■ **PROMPT 1**
Answer these from the Team Surtees text:
(a) Whose design was the TS5 built to?
(b) In which race did the TS7 make its debut?
(c) What results did the Brazilian achieve with the TS14?
■ **PROMPT 2**
Can you condense the paragraph of the Team Surtees text beginning "Out of the TS5 came" into two sentences that keep its main facts?

■ **EXTRACTED TEXT**
::::::

Team Surtees came into existence to run his sports car racing Lola T 70 in
1966, very successfully in that he won the a Can Am championship. The following
years were devoted to making the GP Hondas competitive, and then came a spell
with BRM. During 1969 he reactivated Team Surtees, becoming a constructor and
building Formula 5000 car to a design by Len Terry, under the designation TS5.
Later F5000 cars were the TS8 and TS11, both successful and, incidentally,
driven by another great motor cycle champion, mike Hailwood.
Out of the TS5 came the TS7 Grand Prix car, to make its debut in the 1970
British GP. Surtees drove it, scoring his first points in his own car in the
Canadian GP that year. He also won the non-Championship Oulton Park Gold Cup
race.
For John Surtees, last full season as a driver the team had the TS9,
another neat well built Cosworth engined car, which, however, was never a front
runner. The TS14 was a less attractive car, in the side radiator idiom which was
well suited to the generation of cars that came as new "deformable
structure" hulls were required as a safety measure. Hailwood and Pace work
hard to get results with this car, the Brazilian achieving a third and a fourth.

::::::

■ **INFORMATION SUPPLIED**
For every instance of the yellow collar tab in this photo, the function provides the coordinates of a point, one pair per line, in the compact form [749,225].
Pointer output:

::::::

■ **ANSWER 1**
(a) Len Terry
(b) The 1970 British GP
(c) A third and a fourth

■ **ANSWER 2**
The TS7 Grand Prix car grew out of the TS5 and made its debut in the 1970 British GP. Surtees drove it, scoring his first points in his own car in that year's Canadian GP, and also won the non-Championship Oulton Park Gold Cup race.